| Passage shown |
*****

Supreme Court of New Hampshire Hillsborough
Oct 7, 1958
144 A.2d 909 (N.H. 1958)

Opinion

No. 4671.

Argued September 3, 1958.

Decided October 7, 1958.

1. The liability of a municipality under RSA 245:20 for damages caused by change in grade of a highway is limited to those damages resulting from changes made in the duly established grade and hence abutting property owners who acquired property after a grade was duly established are charged with notice thereof and are not entitled to damages resulting from changes made in accordance with such grade although effected subsequent to their acquisition.

2. Whether subsequent purchasers of abutting property who suffer at hardship resulting from a change in grade of a highway in accordance with a previously established grade should be compensated therefor is a matter of policy for the Legislature.

PETITIONS, by Marcel and Roberta L. Landry and Joseph and Wanda Stefens, under RSA 245:21, to recover damages resulting from a change in the grades of Bremer and Kimball Streets in the city of Manchester. The cases were tried together. The plaintiffs Landrys' land upon which they built their home is on the corner of the two streets. The plaintiffs Stefens' property adjoins Landrys' and is on Kimball Street. Kimball Street was accepted by the city on October 29, 1951. Bremer Street was accepted by the city on July 9, 1951.

On August 4, 1954, before the Landrys' house was built, they were given a grade by the city corresponding with the original curb grade on record at the city engineer's office and taken from a plan drawn pursuant to "level notes" made in 1928. When the Landrys purchased their property, the area occupied by the sidewalk had not been cut back to the original curb grade, but had been left in a sloping condition, and the actual change in grade made between June 4, 1955 and November 19, 1955, was to a lower grade in the area covered by the sidewalk than appears in the original curb grade.

It has been agreed that the damages with respect to the change in grade on Bremer Street are to be considered with regard to the existing grade as now established on the ground and not as established on paper; and, if at a future date an actual change on the ground is made, it will be the subject of another petition by the Landrys.

In their case, the reduction in grade left their property at the property line on both streets without support, and there exists along this line a vertical or nearly vertical embankment, out of which there is in places an outcropping of rock. Their house sets well back from the property line on both streets, so as to give ample opportunity to regrade at the property lines.

On July 1, 1954, before Stefens acquired their property, the builder was given a grade corresponding with the original curb grade on record at the city engineer's office. The area occupied by the sidewalk had not then been cut back to the original curb grade but had been left in a sloping condition. The actual change in grade between June 4, 1955 and November 19, 1955, was to a lower grade in the area covered by the sidewalk than was shown in the original curb grade, although Bremer Street has not yet been fully reduced to the proposed new curb grade. When the Stefens bought their home, the same situation existed inside the curb line on Bremer Street as on Kimball Street; that is, the sidewalk area had not been reduced to the original grade line. Their house sets well back from their property line, so as to give ample opportunity for re-grading on the property line.

*****

| Exercises to complete |
1 - Please list every person named as a plaintiff in the court opinion.
2 - According to the court opinion, on what date did the city accept Bremer Street?
3 - Mark each statement as agreeing with the court opinion or not, and quote the words that settle it: (a) Kimball Street was accepted by the city before Bremer Street. (b) The Stefens' house stands close to their property line. (c) The Landry and Stefens cases were tried together.

(Annotation data for object locations)
*****

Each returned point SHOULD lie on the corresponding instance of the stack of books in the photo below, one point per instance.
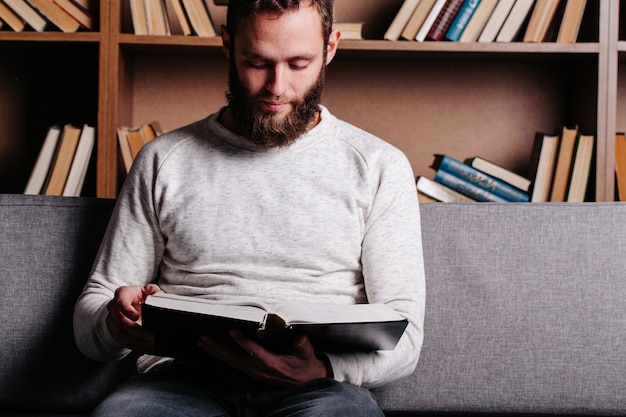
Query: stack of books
(47, 15)
(132, 139)
(561, 165)
(172, 17)
(488, 20)
(476, 179)
(62, 163)
(560, 170)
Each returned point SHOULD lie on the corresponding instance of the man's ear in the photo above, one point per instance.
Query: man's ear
(225, 41)
(333, 44)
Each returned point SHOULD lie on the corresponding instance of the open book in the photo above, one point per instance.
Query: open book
(178, 322)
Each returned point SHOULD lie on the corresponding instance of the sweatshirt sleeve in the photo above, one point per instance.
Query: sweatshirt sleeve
(129, 255)
(393, 273)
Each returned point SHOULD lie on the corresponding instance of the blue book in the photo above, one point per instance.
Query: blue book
(480, 179)
(462, 19)
(466, 188)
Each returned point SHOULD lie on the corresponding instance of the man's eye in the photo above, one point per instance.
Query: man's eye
(297, 67)
(257, 65)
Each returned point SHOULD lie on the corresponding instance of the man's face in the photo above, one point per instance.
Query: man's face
(277, 75)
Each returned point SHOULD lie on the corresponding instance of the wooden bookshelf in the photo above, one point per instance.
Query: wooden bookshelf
(425, 98)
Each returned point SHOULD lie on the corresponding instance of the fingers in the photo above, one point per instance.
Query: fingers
(124, 318)
(298, 365)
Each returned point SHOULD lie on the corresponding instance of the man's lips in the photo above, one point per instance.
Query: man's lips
(274, 105)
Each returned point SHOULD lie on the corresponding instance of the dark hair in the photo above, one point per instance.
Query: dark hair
(242, 9)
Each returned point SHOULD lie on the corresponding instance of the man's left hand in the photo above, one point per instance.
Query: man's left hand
(295, 367)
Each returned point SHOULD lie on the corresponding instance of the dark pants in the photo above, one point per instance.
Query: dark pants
(199, 389)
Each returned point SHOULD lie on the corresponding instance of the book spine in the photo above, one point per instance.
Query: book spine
(482, 180)
(444, 19)
(461, 20)
(466, 188)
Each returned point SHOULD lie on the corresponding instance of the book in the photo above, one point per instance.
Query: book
(78, 11)
(466, 188)
(11, 18)
(63, 162)
(56, 15)
(422, 33)
(620, 165)
(542, 164)
(199, 18)
(28, 14)
(178, 23)
(350, 30)
(479, 179)
(570, 23)
(139, 17)
(178, 322)
(416, 20)
(513, 25)
(80, 163)
(127, 156)
(461, 20)
(563, 164)
(132, 139)
(478, 21)
(156, 18)
(43, 163)
(496, 20)
(499, 172)
(444, 20)
(440, 192)
(581, 168)
(400, 20)
(135, 139)
(425, 199)
(540, 19)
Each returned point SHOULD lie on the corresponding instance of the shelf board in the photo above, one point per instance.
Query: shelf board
(381, 48)
(49, 36)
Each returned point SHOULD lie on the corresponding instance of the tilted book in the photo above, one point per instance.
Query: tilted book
(479, 179)
(179, 321)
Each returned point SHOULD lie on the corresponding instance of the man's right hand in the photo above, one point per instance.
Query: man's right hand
(124, 317)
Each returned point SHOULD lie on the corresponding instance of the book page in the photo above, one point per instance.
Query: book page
(254, 312)
(303, 313)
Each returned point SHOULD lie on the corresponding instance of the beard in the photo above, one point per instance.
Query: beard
(268, 129)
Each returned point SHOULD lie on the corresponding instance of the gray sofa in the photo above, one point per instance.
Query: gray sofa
(526, 310)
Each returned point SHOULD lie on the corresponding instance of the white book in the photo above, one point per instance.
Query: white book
(44, 161)
(78, 171)
(499, 15)
(401, 19)
(27, 13)
(440, 192)
(514, 21)
(430, 20)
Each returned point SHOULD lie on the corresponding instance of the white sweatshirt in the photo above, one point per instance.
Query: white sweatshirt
(332, 218)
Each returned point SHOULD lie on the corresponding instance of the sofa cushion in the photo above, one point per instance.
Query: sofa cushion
(48, 245)
(525, 312)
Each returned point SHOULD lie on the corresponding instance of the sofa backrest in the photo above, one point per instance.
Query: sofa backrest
(48, 246)
(525, 311)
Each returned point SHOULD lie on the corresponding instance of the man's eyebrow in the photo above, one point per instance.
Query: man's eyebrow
(256, 56)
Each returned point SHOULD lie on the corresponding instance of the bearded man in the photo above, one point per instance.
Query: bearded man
(270, 198)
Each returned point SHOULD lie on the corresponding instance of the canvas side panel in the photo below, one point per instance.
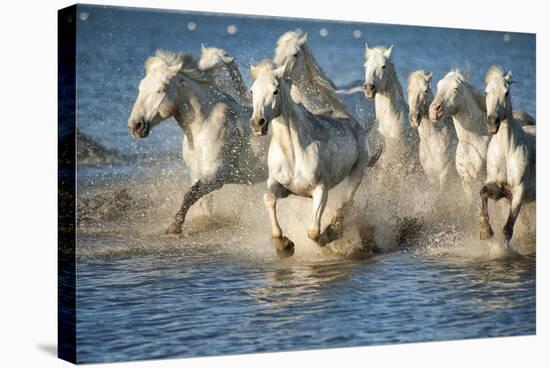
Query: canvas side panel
(66, 184)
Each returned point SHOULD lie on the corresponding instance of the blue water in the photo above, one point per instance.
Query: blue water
(220, 289)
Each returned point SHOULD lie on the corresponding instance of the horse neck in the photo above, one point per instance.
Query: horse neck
(390, 105)
(469, 120)
(194, 104)
(289, 127)
(427, 128)
(316, 96)
(235, 85)
(509, 129)
(239, 85)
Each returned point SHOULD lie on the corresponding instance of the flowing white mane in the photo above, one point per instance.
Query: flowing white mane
(418, 74)
(225, 71)
(260, 68)
(462, 82)
(186, 61)
(291, 41)
(494, 72)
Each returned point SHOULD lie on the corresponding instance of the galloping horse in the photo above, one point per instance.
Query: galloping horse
(218, 147)
(511, 157)
(308, 155)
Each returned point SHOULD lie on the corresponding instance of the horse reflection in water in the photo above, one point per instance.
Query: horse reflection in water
(299, 284)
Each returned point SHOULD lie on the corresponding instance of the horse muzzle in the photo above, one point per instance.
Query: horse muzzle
(370, 90)
(140, 129)
(436, 113)
(493, 123)
(259, 126)
(414, 120)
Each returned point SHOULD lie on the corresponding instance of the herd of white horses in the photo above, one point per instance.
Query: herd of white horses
(313, 142)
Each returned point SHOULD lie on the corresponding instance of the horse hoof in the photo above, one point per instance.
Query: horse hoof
(284, 247)
(173, 230)
(313, 234)
(330, 234)
(486, 233)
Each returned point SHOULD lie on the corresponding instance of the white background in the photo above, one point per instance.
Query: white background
(28, 180)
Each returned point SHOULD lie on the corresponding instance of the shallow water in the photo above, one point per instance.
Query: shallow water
(220, 288)
(204, 301)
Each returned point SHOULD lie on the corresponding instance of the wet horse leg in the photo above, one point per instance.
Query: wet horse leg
(283, 245)
(319, 197)
(196, 192)
(515, 206)
(335, 230)
(495, 192)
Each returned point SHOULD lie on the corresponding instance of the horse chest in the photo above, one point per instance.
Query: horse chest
(295, 172)
(204, 151)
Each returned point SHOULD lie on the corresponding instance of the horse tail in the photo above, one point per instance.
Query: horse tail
(374, 158)
(524, 118)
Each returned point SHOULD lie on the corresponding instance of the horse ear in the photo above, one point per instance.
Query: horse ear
(303, 39)
(508, 76)
(228, 59)
(175, 68)
(281, 71)
(387, 53)
(253, 72)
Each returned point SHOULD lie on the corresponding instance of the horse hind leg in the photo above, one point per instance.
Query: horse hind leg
(495, 192)
(283, 245)
(515, 206)
(319, 199)
(196, 192)
(335, 230)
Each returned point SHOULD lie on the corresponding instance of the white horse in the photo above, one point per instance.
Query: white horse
(225, 72)
(511, 157)
(218, 145)
(382, 85)
(308, 155)
(437, 141)
(310, 85)
(457, 98)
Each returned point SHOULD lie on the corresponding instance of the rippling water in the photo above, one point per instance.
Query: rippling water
(220, 288)
(202, 303)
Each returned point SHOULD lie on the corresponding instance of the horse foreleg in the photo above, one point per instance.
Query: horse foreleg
(207, 204)
(515, 206)
(319, 197)
(196, 192)
(283, 245)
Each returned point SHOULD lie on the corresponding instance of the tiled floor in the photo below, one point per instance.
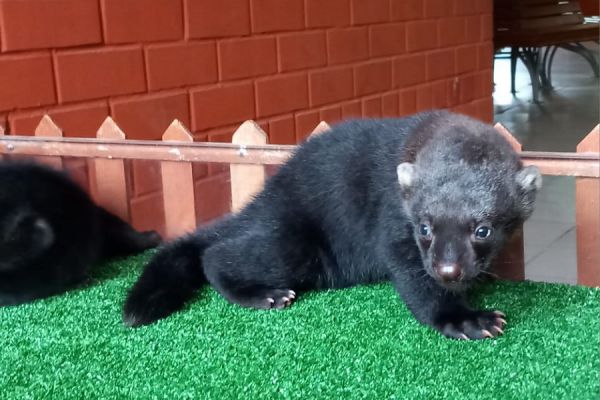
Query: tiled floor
(563, 118)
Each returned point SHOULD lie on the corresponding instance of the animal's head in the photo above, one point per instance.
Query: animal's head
(465, 195)
(24, 235)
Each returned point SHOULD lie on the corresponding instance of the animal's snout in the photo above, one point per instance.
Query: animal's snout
(448, 272)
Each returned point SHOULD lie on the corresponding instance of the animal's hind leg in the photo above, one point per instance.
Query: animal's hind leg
(120, 239)
(259, 271)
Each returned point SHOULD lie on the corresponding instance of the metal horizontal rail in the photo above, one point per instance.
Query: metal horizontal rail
(550, 163)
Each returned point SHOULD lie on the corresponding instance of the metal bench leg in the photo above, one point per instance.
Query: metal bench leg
(530, 56)
(546, 70)
(514, 55)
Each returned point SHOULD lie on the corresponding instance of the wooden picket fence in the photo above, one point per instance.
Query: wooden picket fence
(248, 156)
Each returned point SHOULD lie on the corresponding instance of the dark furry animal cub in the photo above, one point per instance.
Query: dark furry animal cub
(51, 233)
(426, 201)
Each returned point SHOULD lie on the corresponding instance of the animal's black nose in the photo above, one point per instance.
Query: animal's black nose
(448, 272)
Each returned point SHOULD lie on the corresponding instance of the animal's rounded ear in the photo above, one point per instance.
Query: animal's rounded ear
(406, 175)
(529, 179)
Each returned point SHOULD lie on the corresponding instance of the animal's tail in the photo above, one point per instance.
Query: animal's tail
(168, 281)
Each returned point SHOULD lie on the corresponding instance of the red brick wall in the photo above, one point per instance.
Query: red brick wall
(214, 63)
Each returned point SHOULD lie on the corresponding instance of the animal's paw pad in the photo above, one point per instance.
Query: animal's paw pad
(472, 324)
(273, 298)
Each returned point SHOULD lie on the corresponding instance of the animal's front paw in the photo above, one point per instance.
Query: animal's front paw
(471, 324)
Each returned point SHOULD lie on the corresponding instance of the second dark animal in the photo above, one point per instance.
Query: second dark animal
(52, 234)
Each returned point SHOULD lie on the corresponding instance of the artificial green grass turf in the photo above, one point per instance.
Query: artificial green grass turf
(344, 344)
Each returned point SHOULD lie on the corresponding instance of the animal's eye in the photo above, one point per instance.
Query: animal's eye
(425, 231)
(483, 232)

*****

| Solved tasks |
1 - Marcel Landry, Roberta L. Landry, Joseph Stefens, Wanda Stefens

2 - July 9, 1951

3 -
(a) No: "Kimball Street was accepted by the city on October 29, 1951. Bremer Street was accepted by the city on July 9, 1951."
(b) No: "Their house sets well back from their property line"
(c) Yes: "The cases were tried together."